▸ **Working data**
[Begin]

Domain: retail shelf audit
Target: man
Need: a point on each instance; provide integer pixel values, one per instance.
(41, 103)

[End]
[Begin]

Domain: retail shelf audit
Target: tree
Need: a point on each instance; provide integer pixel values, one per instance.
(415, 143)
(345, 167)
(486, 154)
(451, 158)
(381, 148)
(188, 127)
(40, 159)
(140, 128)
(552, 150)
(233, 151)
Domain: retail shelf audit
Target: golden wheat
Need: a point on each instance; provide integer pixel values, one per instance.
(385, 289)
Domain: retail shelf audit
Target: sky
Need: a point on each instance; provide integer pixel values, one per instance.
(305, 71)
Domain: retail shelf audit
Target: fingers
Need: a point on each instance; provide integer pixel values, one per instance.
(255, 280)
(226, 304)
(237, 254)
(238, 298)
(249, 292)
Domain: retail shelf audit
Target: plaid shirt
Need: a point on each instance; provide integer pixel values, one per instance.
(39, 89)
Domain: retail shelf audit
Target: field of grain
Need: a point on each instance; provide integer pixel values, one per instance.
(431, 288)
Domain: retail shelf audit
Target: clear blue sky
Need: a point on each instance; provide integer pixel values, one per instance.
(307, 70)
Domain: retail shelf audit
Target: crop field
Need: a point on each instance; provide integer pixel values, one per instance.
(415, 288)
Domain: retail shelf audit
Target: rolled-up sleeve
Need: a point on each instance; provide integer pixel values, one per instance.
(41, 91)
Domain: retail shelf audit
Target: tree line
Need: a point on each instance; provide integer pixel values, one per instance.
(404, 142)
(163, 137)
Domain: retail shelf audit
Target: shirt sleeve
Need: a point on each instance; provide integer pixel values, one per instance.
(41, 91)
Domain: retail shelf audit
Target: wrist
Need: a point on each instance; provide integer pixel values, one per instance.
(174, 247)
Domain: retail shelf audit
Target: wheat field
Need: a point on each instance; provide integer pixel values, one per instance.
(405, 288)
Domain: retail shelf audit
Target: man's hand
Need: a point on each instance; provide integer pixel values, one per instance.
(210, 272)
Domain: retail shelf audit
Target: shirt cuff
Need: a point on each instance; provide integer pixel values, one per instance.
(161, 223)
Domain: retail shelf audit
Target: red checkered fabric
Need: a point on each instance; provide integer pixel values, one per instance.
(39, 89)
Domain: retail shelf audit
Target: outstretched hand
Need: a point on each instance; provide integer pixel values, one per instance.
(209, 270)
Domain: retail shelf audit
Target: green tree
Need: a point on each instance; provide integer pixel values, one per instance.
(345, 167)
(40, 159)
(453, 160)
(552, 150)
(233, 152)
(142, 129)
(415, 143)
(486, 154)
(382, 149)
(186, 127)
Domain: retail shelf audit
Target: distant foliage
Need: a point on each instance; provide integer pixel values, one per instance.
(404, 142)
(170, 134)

[End]
[Begin]

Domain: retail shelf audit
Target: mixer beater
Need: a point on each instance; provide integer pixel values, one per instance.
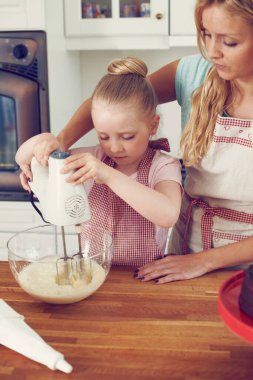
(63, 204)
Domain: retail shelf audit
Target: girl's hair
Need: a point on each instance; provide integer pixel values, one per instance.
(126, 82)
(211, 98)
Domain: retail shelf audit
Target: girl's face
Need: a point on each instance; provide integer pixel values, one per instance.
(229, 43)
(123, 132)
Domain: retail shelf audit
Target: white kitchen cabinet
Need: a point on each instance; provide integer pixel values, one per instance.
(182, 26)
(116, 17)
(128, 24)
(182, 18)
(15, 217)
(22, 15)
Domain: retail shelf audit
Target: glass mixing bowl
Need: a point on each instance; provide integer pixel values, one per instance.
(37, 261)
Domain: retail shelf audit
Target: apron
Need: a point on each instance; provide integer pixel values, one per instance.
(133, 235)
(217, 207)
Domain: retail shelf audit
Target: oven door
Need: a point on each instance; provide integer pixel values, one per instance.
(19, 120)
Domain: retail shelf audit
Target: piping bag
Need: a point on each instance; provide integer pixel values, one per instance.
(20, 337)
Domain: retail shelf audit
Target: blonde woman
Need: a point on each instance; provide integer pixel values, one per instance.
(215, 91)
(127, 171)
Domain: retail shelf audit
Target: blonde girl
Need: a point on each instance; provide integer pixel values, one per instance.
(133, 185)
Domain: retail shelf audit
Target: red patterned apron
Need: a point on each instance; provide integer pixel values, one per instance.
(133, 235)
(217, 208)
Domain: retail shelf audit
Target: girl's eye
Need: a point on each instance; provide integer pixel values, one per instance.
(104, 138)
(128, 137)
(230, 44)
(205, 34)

[End]

▸ **Your instructions**
Count the lines above that contain the string "field", treating uppercase and lowercase letters as distinct. State only the resulting number.

▸ **Output**
3